SOURCE EXTRACT Start Marker
I said to Master in my heart, “Master, I am in the wrong. I will change. I will cooperate unconditionally.”
The next day, I woke up and saw a practitioner’s message saying that we needed to meet at the Olympic Press Center. It was a sudden change, and my reluctance surfaced: “It was clearly stated that I would collect news at home today, but now I have to go out on this hot day. I’ll get all tired and sweaty!” All kinds of negative thoughts began to surface: “And I don’t even know if my computer is working or not...”
As soon as I thought of my computer, I suddenly recalled what I’d said to Master the day before: “I will cooperate unconditionally.” So I texted the practitioner that I would meet them as soon as I finished charging the equipment. After sending the text, I turned on the computer, and everything was working fine.
I always felt sorry that some of the interviews were not used, because I understood that the individuals we interviewed also had predestined relationships with people who could learn the truth by watching and listening to those interviews—so I wanted to use those interviews as much as possible.
I decided to do a summary piece on the Olympic Games combined with the changes in people's mindsets due to the pandemic. I thought there was a weekly report about the pandemic situation during the Olympic Games, but I did not have the specific numbers. I wrote the article with the flow of events and interviews laid out, and I began to gather data about the pandemic.
Surprisingly, I discovered that a Japanese media had just published an article on the pandemic with the specific data I needed. I strongly felt it was Master who prepared the information for me.
On the last day of the Olympics, I was originally scheduled to shoot the fireworks during the closing ceremony for the evening news slot. I was told the slot was canceled and I had to catch the news slot four hours earlier.
SOURCE EXTRACT End Marker
DATA FOR REVIEW Start Marker
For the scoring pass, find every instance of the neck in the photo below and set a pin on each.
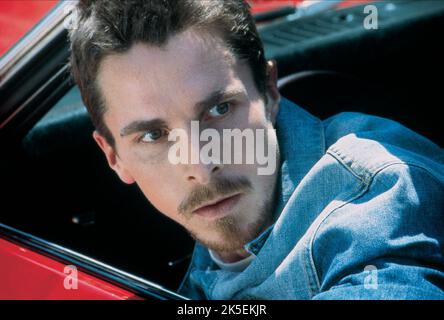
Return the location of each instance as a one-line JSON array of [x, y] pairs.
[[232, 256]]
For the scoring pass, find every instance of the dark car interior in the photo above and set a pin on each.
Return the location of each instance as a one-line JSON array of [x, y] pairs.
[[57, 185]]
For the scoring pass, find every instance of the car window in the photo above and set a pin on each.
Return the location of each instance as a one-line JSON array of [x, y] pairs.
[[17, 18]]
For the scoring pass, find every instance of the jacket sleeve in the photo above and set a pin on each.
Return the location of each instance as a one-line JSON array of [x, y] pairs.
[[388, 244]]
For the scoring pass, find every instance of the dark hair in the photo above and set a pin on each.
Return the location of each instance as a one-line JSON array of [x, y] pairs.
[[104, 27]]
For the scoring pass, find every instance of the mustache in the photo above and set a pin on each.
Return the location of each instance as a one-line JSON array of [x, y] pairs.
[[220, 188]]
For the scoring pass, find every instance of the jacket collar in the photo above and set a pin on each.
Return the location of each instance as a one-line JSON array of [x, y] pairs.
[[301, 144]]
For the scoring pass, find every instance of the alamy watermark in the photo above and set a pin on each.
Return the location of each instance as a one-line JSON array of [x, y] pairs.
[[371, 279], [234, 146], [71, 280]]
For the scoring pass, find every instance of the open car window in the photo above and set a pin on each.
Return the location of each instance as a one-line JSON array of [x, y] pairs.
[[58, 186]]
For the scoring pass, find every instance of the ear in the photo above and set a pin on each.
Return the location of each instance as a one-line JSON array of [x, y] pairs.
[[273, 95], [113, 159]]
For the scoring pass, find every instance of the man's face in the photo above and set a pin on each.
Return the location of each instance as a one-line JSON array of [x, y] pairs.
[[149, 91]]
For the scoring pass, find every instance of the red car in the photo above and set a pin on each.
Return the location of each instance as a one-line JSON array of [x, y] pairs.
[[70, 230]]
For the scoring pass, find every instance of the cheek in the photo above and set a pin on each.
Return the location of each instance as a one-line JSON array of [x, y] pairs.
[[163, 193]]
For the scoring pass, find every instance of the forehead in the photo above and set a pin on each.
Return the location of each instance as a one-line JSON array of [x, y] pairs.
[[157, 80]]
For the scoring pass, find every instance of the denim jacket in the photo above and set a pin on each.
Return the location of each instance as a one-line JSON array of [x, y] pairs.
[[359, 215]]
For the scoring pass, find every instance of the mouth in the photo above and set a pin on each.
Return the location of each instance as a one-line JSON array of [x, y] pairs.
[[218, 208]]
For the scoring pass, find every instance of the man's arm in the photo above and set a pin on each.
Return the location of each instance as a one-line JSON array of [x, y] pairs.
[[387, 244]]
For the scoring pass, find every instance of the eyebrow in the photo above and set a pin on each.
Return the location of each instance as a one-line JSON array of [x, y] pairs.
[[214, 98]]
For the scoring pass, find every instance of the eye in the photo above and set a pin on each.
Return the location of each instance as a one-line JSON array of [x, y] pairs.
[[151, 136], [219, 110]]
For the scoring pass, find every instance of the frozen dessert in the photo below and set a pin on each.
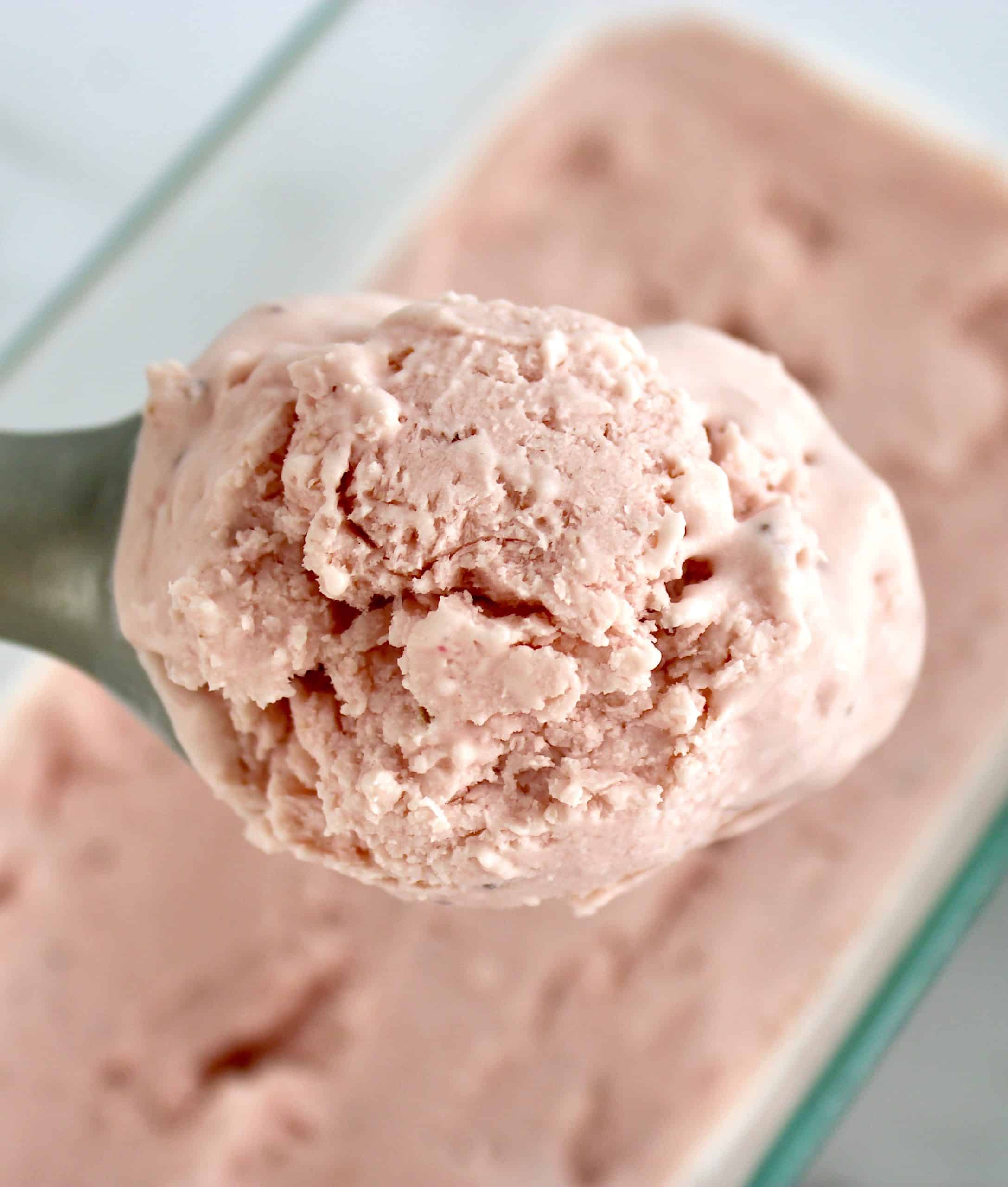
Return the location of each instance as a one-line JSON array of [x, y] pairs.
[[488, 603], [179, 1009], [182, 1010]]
DATA FOR REVIEW End Marker
**PROBLEM STATEMENT:** Could you write out the part of the Olympics account that starts at the words "I decided to" and stops after "four hours earlier."? The entries were drawn from a different source than the Olympics account.

**SOLUTION TO THE PROBLEM:**
I decided to do a summary piece on the Olympic Games combined with the changes in people's mindsets due to the pandemic. I thought there was a weekly report about the pandemic situation during the Olympic Games, but I did not have the specific numbers. I wrote the article with the flow of events and interviews laid out, and I began to gather data about the pandemic.
Surprisingly, I discovered that a Japanese media had just published an article on the pandemic with the specific data I needed. I strongly felt it was Master who prepared the information for me.
On the last day of the Olympics, I was originally scheduled to shoot the fireworks during the closing ceremony for the evening news slot. I was told the slot was canceled and I had to catch the news slot four hours earlier.